[TEXTE CITÉ]:
============

Mais voici que les devoirs de sa charge l'obligent à s'absenter. La jeune femme est inconsolable jusqu'au ridicule. En partant, il a avoué quelques dettes en ordonnant qu'on les payât sur sa pension mensuelle. La nouvelle s'en répand, il pleut des réclamations à l'infini. L'ami de M. de Canaples a fait des acquisitions sans nombre dont il n'a pas soufflé mot. Où sont passés ces carrosses, ces attelages, ces bijoux ? Mme d'Epinay redoute de l'apprendre, et néanmoins, qui le croirait? son amour est si grand qu'elle est heureuse de recevoir les créanciers, qu'elle leur abandonne tout l'argent qu'elle a, qu'elle les retient pour entendre prononcer le nom de son époux.
Quelle découverte lui faut-il donc, ou quel coup de foudre, pour dessiller ses yeux? Nous y voici. Le hasard la mène, une après-midi, chez LaFrenaye, le joaillier du beau monde. Qu'aperçoit-elle? Le portrait de M. d'Epinay, en miniature, luxueusement encadré. A qui est ce portrait? Il est à la demoiselle Verrières, danseuse de la Comédie. Le sang lui monte aux joues; elle écrit à son volage une lettre de la meilleure encre, demandant que la miniature lui soit restituée. Le fermier général lui mande, pour toute réponse, que MMe Verrières est une bonne fille et qu’elle ne portera pas le médaillon, car elle ne voudrait pas lui faire de la peine.

============

[ENREGISTREMENTS CONCERNÉS]:
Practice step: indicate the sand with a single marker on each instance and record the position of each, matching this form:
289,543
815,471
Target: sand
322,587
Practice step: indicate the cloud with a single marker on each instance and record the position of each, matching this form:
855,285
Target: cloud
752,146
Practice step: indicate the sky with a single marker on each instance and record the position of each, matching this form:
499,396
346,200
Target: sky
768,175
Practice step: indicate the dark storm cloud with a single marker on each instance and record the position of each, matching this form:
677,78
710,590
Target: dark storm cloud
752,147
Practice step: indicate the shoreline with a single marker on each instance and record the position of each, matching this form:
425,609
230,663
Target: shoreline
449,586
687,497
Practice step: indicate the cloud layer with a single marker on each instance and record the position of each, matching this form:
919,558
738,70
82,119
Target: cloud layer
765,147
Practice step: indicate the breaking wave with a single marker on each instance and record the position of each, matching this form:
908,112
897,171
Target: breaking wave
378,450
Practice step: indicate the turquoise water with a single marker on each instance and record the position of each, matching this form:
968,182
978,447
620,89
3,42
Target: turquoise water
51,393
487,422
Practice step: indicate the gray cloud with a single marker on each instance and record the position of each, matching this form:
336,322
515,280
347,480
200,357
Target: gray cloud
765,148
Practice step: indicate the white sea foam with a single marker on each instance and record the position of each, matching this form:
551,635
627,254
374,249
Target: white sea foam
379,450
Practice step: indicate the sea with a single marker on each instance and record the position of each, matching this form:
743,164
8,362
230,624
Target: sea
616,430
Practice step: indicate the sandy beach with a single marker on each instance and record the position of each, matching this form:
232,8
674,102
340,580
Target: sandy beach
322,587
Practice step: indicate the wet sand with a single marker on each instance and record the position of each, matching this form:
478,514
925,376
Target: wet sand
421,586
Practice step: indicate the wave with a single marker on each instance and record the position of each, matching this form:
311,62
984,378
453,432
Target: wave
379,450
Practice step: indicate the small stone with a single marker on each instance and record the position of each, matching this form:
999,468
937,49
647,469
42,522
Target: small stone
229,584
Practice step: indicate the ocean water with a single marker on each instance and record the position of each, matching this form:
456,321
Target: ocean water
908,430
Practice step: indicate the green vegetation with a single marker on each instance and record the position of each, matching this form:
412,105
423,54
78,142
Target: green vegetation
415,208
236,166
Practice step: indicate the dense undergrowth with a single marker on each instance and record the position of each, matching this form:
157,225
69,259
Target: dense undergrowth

============

[TRAVAIL À FAIRE]:
A – Pour chacune des affirmations suivantes, dites si elle concorde avec le texte sur Mme d'Epinay. Répondez par oui ou non et citez mot pour mot les termes du texte qui tranchent. (i) Avant de partir, M. d'Epinay a avoué quelques dettes. (ii) Mme d'Epinay refuse de recevoir les créanciers. (iii) Le fermier général promet de rendre la miniature.
B – Reproduisez les enregistrements depuis la ligne contenant « Practice step: indicate the wet » jusqu'à la fin des enregistrements, bornes incluses et consignes comprises. Décalez de 131 chaque coordonnée donnée dans les réponses.
Le texte et les enregistrements n'ont aucun lien entre eux.

[RÉPONSES PAR TÂCHE]:
A –
(i) Oui : « En partant, il a avoué quelques dettes en ordonnant qu'on les payât sur sa pension mensuelle. »
(ii) Non : « elle est heureuse de recevoir les créanciers »
(iii) Non : « Le fermier général lui mande, pour toute réponse, que MMe Verrières est une bonne fille et qu’elle ne portera pas le médaillon »

B –
Practice step: indicate the wet sand with a single marker on each instance and record the position of each, matching this form:
478,514
925,376
Target: wet sand
552,717
Practice step: indicate the wave with a single marker on each instance and record the position of each, matching this form:
311,62
984,378
453,432
Target: wave
510,581
Practice step: indicate the small stone with a single marker on each instance and record the position of each, matching this form:
999,468
937,49
647,469
42,522
Target: small stone
360,715
Practice step: indicate the ocean water with a single marker on each instance and record the position of each, matching this form:
456,321
Target: ocean water
1039,561
Practice step: indicate the green vegetation with a single marker on each instance and record the position of each, matching this form:
412,105
423,54
78,142
Target: green vegetation
546,339
367,297
Practice step: indicate the dense undergrowth with a single marker on each instance and record the position of each, matching this form:
157,225
69,259
Target: dense undergrowth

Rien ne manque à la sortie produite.